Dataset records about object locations

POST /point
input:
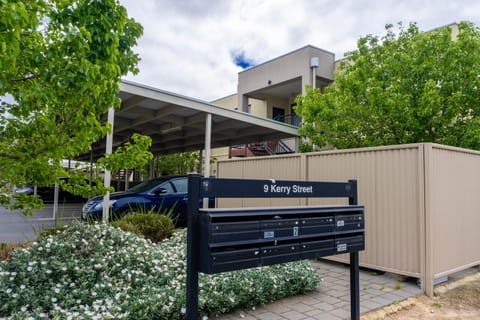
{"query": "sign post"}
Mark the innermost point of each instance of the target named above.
(230, 239)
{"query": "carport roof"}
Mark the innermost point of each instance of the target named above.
(177, 123)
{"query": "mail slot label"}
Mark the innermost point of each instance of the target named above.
(269, 234)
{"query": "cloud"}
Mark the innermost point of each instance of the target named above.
(197, 47)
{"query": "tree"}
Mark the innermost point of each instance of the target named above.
(61, 61)
(402, 88)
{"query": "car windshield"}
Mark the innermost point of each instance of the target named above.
(146, 185)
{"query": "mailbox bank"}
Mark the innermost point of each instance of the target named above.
(230, 239)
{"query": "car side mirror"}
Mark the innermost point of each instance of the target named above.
(160, 191)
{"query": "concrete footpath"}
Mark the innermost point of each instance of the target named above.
(331, 300)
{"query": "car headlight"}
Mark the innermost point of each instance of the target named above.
(100, 204)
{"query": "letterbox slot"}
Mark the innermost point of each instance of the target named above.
(279, 253)
(317, 225)
(233, 239)
(349, 222)
(234, 258)
(346, 244)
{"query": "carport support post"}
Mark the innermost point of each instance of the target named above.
(354, 264)
(192, 246)
(108, 175)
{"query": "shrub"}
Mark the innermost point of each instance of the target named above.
(153, 226)
(100, 272)
(6, 249)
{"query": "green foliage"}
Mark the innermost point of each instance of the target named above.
(6, 249)
(176, 163)
(45, 233)
(402, 88)
(61, 61)
(150, 225)
(100, 272)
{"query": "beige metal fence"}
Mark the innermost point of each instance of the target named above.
(421, 206)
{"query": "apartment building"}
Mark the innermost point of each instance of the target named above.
(268, 90)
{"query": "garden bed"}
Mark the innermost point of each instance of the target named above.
(100, 272)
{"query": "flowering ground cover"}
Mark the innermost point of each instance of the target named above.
(100, 272)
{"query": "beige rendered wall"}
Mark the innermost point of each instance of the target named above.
(389, 184)
(453, 209)
(259, 108)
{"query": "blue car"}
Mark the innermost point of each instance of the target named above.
(165, 194)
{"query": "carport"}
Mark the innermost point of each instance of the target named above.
(178, 123)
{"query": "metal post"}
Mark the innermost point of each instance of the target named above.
(192, 246)
(208, 151)
(55, 202)
(108, 175)
(314, 77)
(354, 263)
(126, 180)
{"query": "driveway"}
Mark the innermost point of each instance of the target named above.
(15, 227)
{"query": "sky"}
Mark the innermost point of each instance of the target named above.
(197, 47)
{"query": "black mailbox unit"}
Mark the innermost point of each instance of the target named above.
(222, 240)
(232, 239)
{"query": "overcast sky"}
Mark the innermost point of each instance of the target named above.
(197, 47)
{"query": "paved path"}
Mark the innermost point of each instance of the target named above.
(332, 299)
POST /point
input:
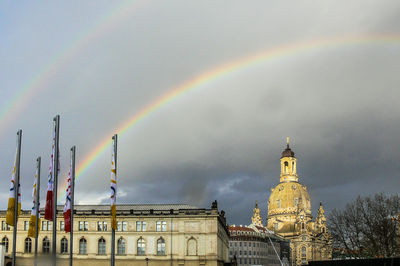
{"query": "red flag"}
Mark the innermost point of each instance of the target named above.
(48, 211)
(67, 206)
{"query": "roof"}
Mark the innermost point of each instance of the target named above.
(240, 228)
(135, 207)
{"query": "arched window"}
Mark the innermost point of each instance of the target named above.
(28, 245)
(46, 245)
(141, 247)
(5, 243)
(160, 246)
(82, 246)
(102, 246)
(121, 246)
(192, 247)
(64, 245)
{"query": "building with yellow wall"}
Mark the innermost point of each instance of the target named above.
(165, 234)
(289, 215)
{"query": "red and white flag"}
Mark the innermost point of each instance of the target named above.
(48, 211)
(67, 206)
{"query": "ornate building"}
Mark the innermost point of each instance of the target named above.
(159, 234)
(289, 215)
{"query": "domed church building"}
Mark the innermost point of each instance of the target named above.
(289, 216)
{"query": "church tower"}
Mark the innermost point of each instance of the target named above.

- [Task to complete] Restate the whole of the material word for word without the pictures.

- [The response]
POST /point
input:
{"query": "sign post"}
Mark the innermost point of each instance of the target named above.
(230, 239)
{"query": "carport roof"}
Mark the innermost point of each instance of the target named above.
(177, 123)
{"query": "mail slot label"}
Mark the innermost point of each instance of the target named above.
(269, 234)
{"query": "cloud"}
Mark the innermost point of each instance of the target named above.
(197, 47)
{"query": "tree"}
Mark the innermost point of each instance of the target named above.
(61, 61)
(402, 88)
{"query": "car windshield"}
Mark the innermost point of each instance of the target named above.
(146, 185)
{"query": "mailbox bank"}
Mark the innermost point of each instance of the target named above.
(230, 239)
{"query": "car side mirror"}
Mark the innermost point of each instance of the target named above.
(160, 191)
{"query": "concrete footpath"}
Mark the innermost point of each instance of the target named above.
(331, 300)
{"query": "car headlight"}
Mark the innermost point of each instance of the target named above.
(100, 204)
{"query": "letterbox slot"}
Mark the innermost point of each instance of the target named above.
(279, 253)
(317, 225)
(233, 239)
(349, 222)
(234, 258)
(346, 244)
{"query": "carport support post"}
Mark the innermost point of each instance of the target named above.
(354, 264)
(192, 246)
(108, 175)
{"query": "shrub"}
Mark the innermost point of each instance of the target named above.
(153, 226)
(100, 272)
(6, 249)
{"query": "green foliage"}
Mark the innermost point of each instance of the target named above.
(6, 249)
(176, 163)
(45, 233)
(402, 88)
(61, 61)
(150, 225)
(100, 272)
{"query": "beige metal fence"}
Mark the innermost point of each instance of the target named above.
(421, 206)
{"query": "apartment building"}
Mark the innermost point of each instance of the target named above.
(268, 90)
{"query": "garden bed"}
Mark the innermost point of each instance of the target named above.
(100, 272)
{"query": "flowering ground cover"}
Mark the innermost point of each instance of the target named above.
(100, 272)
{"query": "beige rendered wall"}
Mark the innermost point of each instance of the target named above.
(389, 184)
(453, 209)
(259, 108)
{"query": "blue car"}
Mark the innermost point of each instance of the target named above.
(165, 194)
{"query": "carport"}
Mark the innermost point of each instance of the target named above.
(178, 123)
{"query": "metal post"}
Mark the innermost point of each instance of the target named above.
(192, 246)
(208, 151)
(55, 202)
(108, 175)
(314, 77)
(354, 263)
(126, 180)
{"query": "driveway"}
Mark the innermost point of each instance of the target named above.
(15, 227)
{"query": "sky"}
Mark the innermost point of each instance of the target named above.
(197, 47)
{"query": "black mailbox unit"}
Mark the innermost point of each instance of the target named above.
(222, 240)
(232, 239)
{"query": "overcast sky"}
Mark the innermost point of each instance of the target named above.
(197, 47)
{"query": "paved path"}
Mark the innermost point of each instance of the target named above.
(332, 299)
POST /point
input:
{"query": "red flag"}
Mark the innermost point of each instance of the target named above.
(48, 211)
(67, 206)
{"query": "roof"}
Mark the innermost point of each instance of the target named above.
(240, 228)
(135, 207)
{"query": "arched window"}
Mark the innermost point of each instance of the target named above.
(28, 245)
(46, 245)
(141, 247)
(5, 243)
(160, 246)
(82, 246)
(102, 246)
(121, 246)
(192, 247)
(64, 245)
{"query": "building with yellow wall"}
Mark the innermost point of each instance of the target named above.
(165, 234)
(289, 215)
{"query": "red and white flag"}
Mark the innermost point of each instance of the target named above.
(48, 211)
(67, 206)
{"query": "ornate building"}
Mark the innermost point of each instance of the target named above.
(159, 234)
(289, 215)
{"query": "domed church building"}
Mark the innermost point of each instance of the target named above.
(289, 216)
{"query": "church tower"}
Mark the innermost point of each instance of the target named above.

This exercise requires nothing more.